**Given task**
Could you reproduce every one of the records below word for word?

□ □ □

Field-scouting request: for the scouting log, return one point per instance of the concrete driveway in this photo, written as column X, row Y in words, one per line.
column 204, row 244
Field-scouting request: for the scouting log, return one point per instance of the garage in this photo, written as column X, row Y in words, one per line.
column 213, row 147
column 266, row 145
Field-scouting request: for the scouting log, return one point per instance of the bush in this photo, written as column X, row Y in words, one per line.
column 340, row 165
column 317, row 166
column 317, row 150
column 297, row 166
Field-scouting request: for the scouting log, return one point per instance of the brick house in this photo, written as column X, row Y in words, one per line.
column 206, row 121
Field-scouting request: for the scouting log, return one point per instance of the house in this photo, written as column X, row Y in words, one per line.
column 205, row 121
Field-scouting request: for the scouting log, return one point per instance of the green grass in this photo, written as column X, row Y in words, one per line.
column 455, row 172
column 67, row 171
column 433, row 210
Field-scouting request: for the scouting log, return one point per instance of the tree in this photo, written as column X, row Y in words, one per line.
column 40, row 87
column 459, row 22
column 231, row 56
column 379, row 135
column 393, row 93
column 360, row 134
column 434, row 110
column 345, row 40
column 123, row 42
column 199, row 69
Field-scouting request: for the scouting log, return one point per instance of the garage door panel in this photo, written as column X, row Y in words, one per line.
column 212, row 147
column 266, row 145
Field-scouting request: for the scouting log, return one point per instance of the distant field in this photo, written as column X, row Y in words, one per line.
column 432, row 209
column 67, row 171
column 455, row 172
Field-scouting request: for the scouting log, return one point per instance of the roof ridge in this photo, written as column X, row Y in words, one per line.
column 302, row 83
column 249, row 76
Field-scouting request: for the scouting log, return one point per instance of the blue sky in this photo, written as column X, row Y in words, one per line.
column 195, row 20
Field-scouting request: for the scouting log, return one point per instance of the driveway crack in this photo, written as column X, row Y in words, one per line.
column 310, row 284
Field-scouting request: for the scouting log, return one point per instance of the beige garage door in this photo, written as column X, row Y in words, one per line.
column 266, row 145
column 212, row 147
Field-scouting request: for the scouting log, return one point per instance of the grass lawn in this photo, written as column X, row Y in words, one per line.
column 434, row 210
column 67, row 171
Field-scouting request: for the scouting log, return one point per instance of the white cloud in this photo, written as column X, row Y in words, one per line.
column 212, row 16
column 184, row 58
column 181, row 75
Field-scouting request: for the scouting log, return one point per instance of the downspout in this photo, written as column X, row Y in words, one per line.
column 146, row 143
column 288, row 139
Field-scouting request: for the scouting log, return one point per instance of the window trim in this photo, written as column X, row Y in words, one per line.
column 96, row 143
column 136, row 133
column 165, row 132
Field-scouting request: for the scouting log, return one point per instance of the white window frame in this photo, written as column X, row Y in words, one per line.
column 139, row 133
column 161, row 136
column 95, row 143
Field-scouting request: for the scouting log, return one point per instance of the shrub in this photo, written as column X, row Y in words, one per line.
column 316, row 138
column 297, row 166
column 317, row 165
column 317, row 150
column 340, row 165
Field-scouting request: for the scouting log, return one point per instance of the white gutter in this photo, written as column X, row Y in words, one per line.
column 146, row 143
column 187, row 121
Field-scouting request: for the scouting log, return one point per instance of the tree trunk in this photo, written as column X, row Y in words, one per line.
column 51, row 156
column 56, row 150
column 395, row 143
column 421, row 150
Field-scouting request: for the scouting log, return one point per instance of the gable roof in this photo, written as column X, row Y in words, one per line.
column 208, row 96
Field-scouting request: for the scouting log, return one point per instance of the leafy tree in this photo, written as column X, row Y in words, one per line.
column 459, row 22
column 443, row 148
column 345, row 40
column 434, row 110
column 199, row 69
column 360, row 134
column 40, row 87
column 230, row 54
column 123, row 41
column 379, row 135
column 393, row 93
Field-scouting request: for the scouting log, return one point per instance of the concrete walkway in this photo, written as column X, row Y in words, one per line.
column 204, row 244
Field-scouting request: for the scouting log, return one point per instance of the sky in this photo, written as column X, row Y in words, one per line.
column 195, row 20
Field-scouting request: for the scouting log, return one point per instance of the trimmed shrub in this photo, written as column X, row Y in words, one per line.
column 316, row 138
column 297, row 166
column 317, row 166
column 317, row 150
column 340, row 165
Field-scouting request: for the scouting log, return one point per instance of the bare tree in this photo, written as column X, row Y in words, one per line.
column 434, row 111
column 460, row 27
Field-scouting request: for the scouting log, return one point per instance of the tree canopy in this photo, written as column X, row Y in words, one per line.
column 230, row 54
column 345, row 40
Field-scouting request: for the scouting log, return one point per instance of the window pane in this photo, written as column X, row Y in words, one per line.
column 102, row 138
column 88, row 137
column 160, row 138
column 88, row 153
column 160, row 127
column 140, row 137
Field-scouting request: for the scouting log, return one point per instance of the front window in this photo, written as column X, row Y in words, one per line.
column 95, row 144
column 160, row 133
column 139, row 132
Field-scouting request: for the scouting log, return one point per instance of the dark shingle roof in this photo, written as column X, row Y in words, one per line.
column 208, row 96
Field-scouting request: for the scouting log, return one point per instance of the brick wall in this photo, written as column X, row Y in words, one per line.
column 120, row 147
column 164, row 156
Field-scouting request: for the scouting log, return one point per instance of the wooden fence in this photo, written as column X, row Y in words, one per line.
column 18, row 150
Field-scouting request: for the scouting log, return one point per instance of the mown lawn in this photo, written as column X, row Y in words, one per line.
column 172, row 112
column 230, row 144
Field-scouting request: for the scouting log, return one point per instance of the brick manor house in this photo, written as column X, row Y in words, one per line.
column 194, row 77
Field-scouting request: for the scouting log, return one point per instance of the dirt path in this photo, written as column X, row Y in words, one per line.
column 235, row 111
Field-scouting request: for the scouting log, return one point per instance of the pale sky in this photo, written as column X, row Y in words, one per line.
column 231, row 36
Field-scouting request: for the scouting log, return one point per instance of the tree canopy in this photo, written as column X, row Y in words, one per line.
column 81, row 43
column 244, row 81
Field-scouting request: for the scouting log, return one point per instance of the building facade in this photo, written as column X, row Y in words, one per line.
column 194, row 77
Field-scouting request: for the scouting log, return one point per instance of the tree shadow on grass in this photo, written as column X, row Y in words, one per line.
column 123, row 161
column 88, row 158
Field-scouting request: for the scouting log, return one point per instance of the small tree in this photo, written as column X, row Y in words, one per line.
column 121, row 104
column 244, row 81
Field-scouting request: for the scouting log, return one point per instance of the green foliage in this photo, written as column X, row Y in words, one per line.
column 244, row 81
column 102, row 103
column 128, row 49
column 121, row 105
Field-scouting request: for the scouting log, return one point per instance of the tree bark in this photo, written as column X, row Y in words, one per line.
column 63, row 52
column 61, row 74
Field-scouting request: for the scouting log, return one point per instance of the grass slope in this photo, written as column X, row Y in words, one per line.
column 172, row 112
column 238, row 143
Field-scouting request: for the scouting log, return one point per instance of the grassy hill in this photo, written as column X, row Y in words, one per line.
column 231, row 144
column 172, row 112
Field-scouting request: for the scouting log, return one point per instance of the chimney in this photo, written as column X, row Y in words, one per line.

□ □ □

**Response to the task**
Field-scouting request: for the scouting log, return one point per instance of the concrete driveway in this photo, written as column X, row Y in words, one per line.
column 204, row 244
Field-scouting request: for the scouting log, return one point per instance of the garage in this photo, written as column X, row Y in words, one per line.
column 213, row 147
column 266, row 145
Field-scouting request: for the scouting log, return one point per instance of the bush in this photo, written as column X, row Y in words, one per line.
column 340, row 165
column 317, row 166
column 317, row 150
column 297, row 166
Field-scouting request: for the scouting log, return one point per instance of the brick house in this photo, written as column X, row Y in words, one per line.
column 206, row 121
Field-scouting request: for the scouting log, return one point per instance of the house in this photo, written as column X, row Y in words, one per line.
column 205, row 121
Field-scouting request: for the scouting log, return one point per instance of the green grass in this photo, written as column X, row Y in words, one per line.
column 455, row 172
column 67, row 171
column 433, row 210
Field-scouting request: for the scouting log, return one point per instance of the tree in this photo, written as column X, row Y in words, one per line.
column 40, row 87
column 459, row 22
column 231, row 56
column 379, row 135
column 393, row 93
column 360, row 134
column 434, row 110
column 345, row 40
column 123, row 42
column 199, row 69
Field-scouting request: for the scouting log, return one point per instance of the garage door panel in this photo, written as column X, row Y in words, one per line.
column 212, row 147
column 266, row 145
Field-scouting request: for the scouting log, return one point per instance of the distant field in this photo, written as column X, row Y in words, one per line.
column 432, row 209
column 67, row 171
column 455, row 172
Field-scouting request: for the scouting log, return one point per instance of the roof ridge in this photo, written as column X, row Y in words, one per line.
column 302, row 83
column 249, row 76
Field-scouting request: for the scouting log, return one point per instance of the blue sky in this photo, written as column X, row Y in words, one per line.
column 195, row 20
Field-scouting request: for the scouting log, return one point per instance of the driveway crack in this photo, written as column X, row Y in words, one per line.
column 310, row 284
Field-scouting request: for the scouting log, return one point per instance of the beige garage door in this photo, written as column X, row Y in words, one per line.
column 266, row 145
column 212, row 147
Field-scouting request: for the scouting log, return one point per instance of the grass lawn in this photo, written as column X, row Y in words, one per line.
column 434, row 210
column 67, row 171
Field-scouting request: for the scouting log, return one point per instance of the white cloud in this photo, written as column X, row Y in words, one per line.
column 212, row 16
column 184, row 58
column 181, row 75
Field-scouting request: for the scouting log, return one point per instance of the downspout in this photo, written as column X, row Y in words, one per line.
column 146, row 143
column 288, row 139
Field-scouting request: for the scouting log, return one point per instance of the window trim in this photo, written as column X, row Y in words, one per line.
column 96, row 143
column 136, row 133
column 165, row 132
Field-scouting request: for the scouting log, return one point per instance of the white window frame in this photo, written as column X, row Y in words, one per line.
column 139, row 133
column 161, row 136
column 95, row 143
Field-scouting request: for the scouting log, return one point per instance of the shrub in this photo, written as column X, row Y in words, one per line.
column 316, row 138
column 297, row 166
column 317, row 165
column 317, row 150
column 340, row 165
Field-scouting request: for the scouting log, return one point per instance of the white gutter in this photo, written as column X, row Y in words, one per line.
column 146, row 143
column 187, row 121
Field-scouting request: for the scouting log, return one point per instance of the tree trunk in this photo, written as column X, row Y in words, one per line.
column 51, row 156
column 56, row 150
column 395, row 143
column 421, row 150
Field-scouting request: for the scouting log, return one point per instance of the gable roof in this photo, written as column X, row Y in words, one per line.
column 208, row 96
Field-scouting request: for the scouting log, return one point per instance of the leafy tree in this photo, written as column X, row Y in words, one per line.
column 459, row 22
column 443, row 148
column 345, row 40
column 434, row 110
column 199, row 69
column 360, row 134
column 40, row 87
column 230, row 54
column 123, row 41
column 379, row 135
column 393, row 93
Field-scouting request: for the scouting log, return one point per instance of the concrete walkway in this photo, written as column X, row Y in words, one per line.
column 204, row 244
Field-scouting request: for the scouting log, return one point per instance of the sky in this photo, written as column X, row Y in words, one per line.
column 195, row 20
Field-scouting request: for the scouting log, return one point per instance of the trimmed shrub in this photo, written as column X, row Y in words, one per line.
column 316, row 138
column 297, row 166
column 317, row 166
column 317, row 150
column 340, row 165
Field-scouting request: for the scouting log, return one point per instance of the bare tree in this photo, written as column X, row Y in words, one per line.
column 434, row 111
column 460, row 27
Field-scouting request: for the scouting log, return one point per instance of the tree canopy in this photo, written as column X, row Y in words, one per line.
column 230, row 54
column 345, row 40
Field-scouting request: for the scouting log, return one point per instance of the window pane in this photo, written as column X, row Y in words, one per line.
column 102, row 138
column 88, row 137
column 160, row 138
column 88, row 153
column 160, row 127
column 140, row 137
Field-scouting request: for the scouting log, return one point per instance of the front window in this photo, written as column X, row Y in words, one per line.
column 95, row 144
column 160, row 133
column 139, row 132
Field-scouting request: for the scouting log, return one point per instance of the dark shingle roof in this photo, written as column X, row Y in words, one per line.
column 208, row 96
Field-scouting request: for the scouting log, return one point per instance of the brick wall in this photo, written as column X, row Y in words, one per line.
column 120, row 147
column 164, row 156
Field-scouting request: for the scouting log, return one point per instance of the wooden fence in this photo, written as column X, row Y in words, one per line.
column 18, row 150
Field-scouting request: for the scouting log, return one point per instance of the mown lawn in this photo, written as column X, row Y in words, one per line.
column 172, row 112
column 230, row 144
Field-scouting request: for the scouting log, return one point per instance of the brick manor house in this photo, written as column X, row Y in words, one per line.
column 194, row 77
Field-scouting request: for the scouting log, return one point per instance of the dirt path in this photo, written as column X, row Y in words, one per line.
column 235, row 111
Field-scouting request: for the scouting log, return one point per instance of the pale sky in this photo, written as column X, row Y in words, one per line.
column 231, row 36
Field-scouting request: for the scouting log, return one point per instance of the tree canopy in this photo, written as column X, row Y in words, one per line.
column 81, row 43
column 244, row 81
Field-scouting request: for the scouting log, return one point per instance of the building facade in this photo, written as column X, row Y in words, one per line.
column 194, row 77
Field-scouting request: for the scouting log, return one point per instance of the tree shadow on grass in this photo, written as column X, row Y in words, one per line.
column 123, row 161
column 88, row 158
Field-scouting request: for the scouting log, return one point per instance of the small tree in this photo, written as column X, row Y in words, one per line.
column 121, row 104
column 244, row 81
Field-scouting request: for the scouting log, return one point per instance of the green foliage in this photo, written as column X, row Y in words, one per line.
column 244, row 81
column 102, row 103
column 128, row 49
column 121, row 105
Field-scouting request: for the scouting log, return one point per instance of the tree bark in this photo, written as column X, row Y in words, one per line.
column 63, row 52
column 61, row 74
Field-scouting request: for the scouting log, return one point per instance of the grass slope in this photo, written as column X, row Y in words, one per line.
column 172, row 112
column 238, row 143
Field-scouting request: for the scouting log, return one point per instance of the grassy hill in this photo, written as column X, row Y in words, one per line.
column 231, row 144
column 172, row 112
Field-scouting request: for the scouting log, return one point per instance of the chimney in this photo, written as column X, row Y in words, one per line.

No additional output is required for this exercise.